With this data, we see that there are 3 catergorical:
1. UniqueCarrier
2. TailNum
3. Origin
4. Dest
5. CancellationCode

In [None]:
data.isnull().sum()

**CarrierDelay, WeatherDelay, NASDelay, SecurityDelay, LateAircraftDelay** fields have over 5 million missing data  
Nearly all rows miss **CancellationCode** data

In [None]:
data.isnull().mean() * 100

Above is the percentage of missing data

In [None]:
data.CancellationCode.unique()

Because there are alot of null data in **CancellationCode** collumn, we shows CancellationCode data to see if its importance  
We write that unavailable data in **CancellationCode** will be another type of value: **0**

In [None]:
data['CancellationCode'] = data['CancellationCode'].fillna(0)

In [None]:
data.isnull().mean() * 100

Now we do not have null value in **CancellationCode**, we do this because **CancellationCode** is categorical field  
We will do this with **TailNum and Origin**

In [None]:
data['TailNum'] = data['TailNum'].fillna(0)
data['Origin'] = data['Origin'].fillna(0)

In [None]:
data.isnull().mean() * 100

In [None]:
data.TailNum.unique().size

As TailNum fields has too many fields, we break it down to 3 different fields **TailNumLetter**, **TailNum**, **TailNumCode**.  

Example:  **N712SW**  
-> TailNumLetter: **N**  
-> TailNum: **712**  
-> TailNumCode: **SW**  

In [None]:
# extract 2 last letters in TailNum as it may describe a certain flight code
def extract_2_last_letter(s):
    s = str(s)
    return s[-2:]

def extract_3_mid_number(s):
    s = str(s)
    return s[1:4]

def extract_1st_letter(s):
    s = str(s)
    return s[:1]

data['TailNumLetter'] = data.TailNum.apply(extract_1st_letter)
data['TailNumCode'] = data.TailNum.apply(extract_2_last_letter)
data['TailNum'] = data.TailNum.apply(extract_3_mid_number)

print (data[['TailNumLetter', 'TailNum', 'TailNumCode']].head())

SUPPLIED MATERIAL |

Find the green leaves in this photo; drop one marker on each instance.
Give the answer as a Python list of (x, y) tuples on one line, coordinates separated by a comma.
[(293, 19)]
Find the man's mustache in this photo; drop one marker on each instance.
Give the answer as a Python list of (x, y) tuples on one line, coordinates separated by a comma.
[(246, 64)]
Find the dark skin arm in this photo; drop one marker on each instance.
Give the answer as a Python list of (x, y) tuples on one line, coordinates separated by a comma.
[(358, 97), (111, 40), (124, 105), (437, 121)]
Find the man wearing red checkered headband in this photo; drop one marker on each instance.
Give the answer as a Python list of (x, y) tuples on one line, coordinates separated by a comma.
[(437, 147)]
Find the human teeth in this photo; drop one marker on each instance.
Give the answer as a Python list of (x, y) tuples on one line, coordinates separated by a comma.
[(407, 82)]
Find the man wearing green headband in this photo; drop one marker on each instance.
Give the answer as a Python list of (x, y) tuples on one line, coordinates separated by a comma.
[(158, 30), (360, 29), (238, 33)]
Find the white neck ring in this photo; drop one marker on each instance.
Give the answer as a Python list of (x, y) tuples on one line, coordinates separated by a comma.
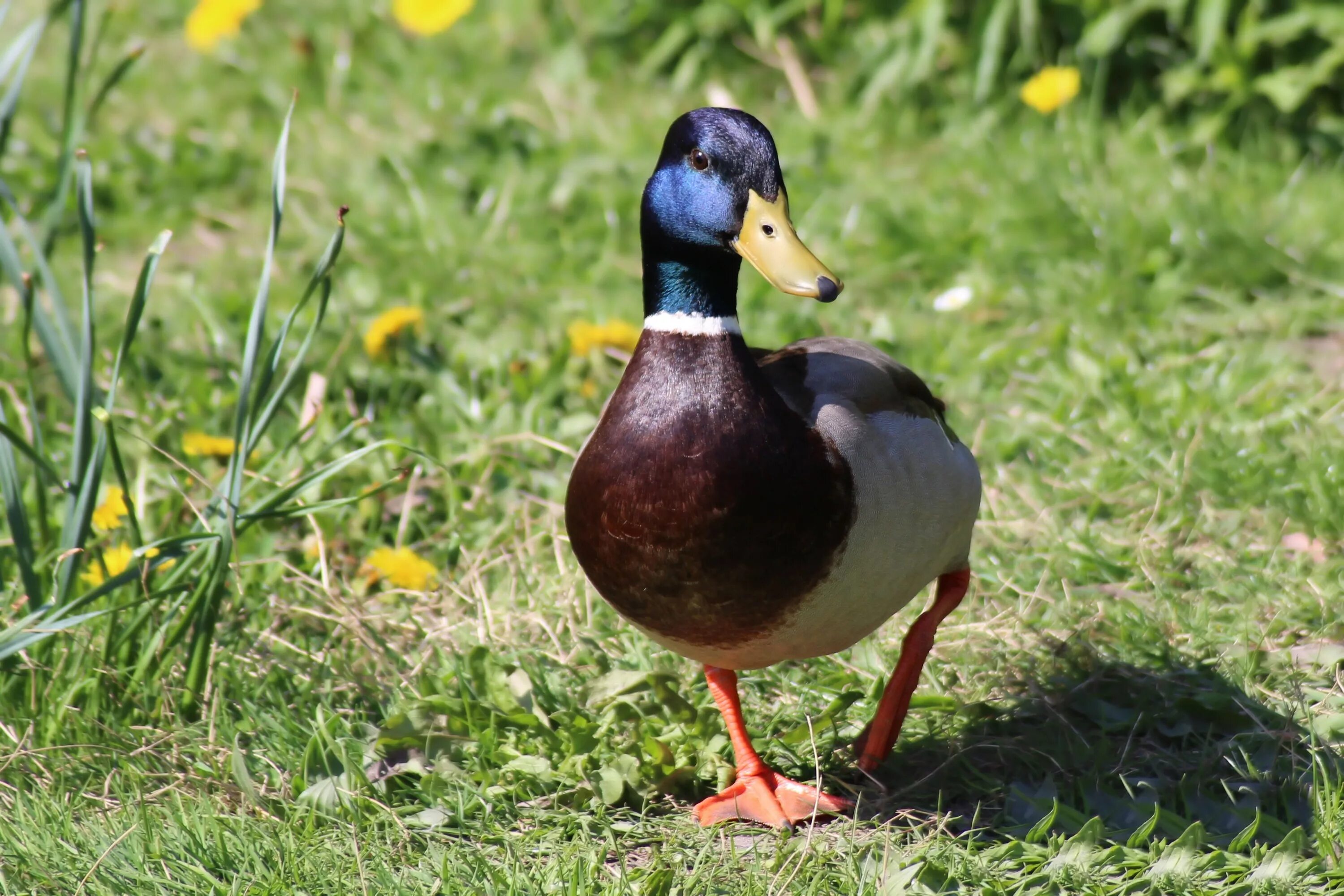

GOAL |
Using the text on cleaning the flight data, answer each question on its own numbered line:
1. Which value is used to fill unavailable data in CancellationCode?
2. Which fields have over 5 million missing data?
3. In the example N712SW, what is the TailNumCode?

FINISHED ANSWER |
1. 0
2. CarrierDelay, WeatherDelay, NASDelay, SecurityDelay, LateAircraftDelay
3. SW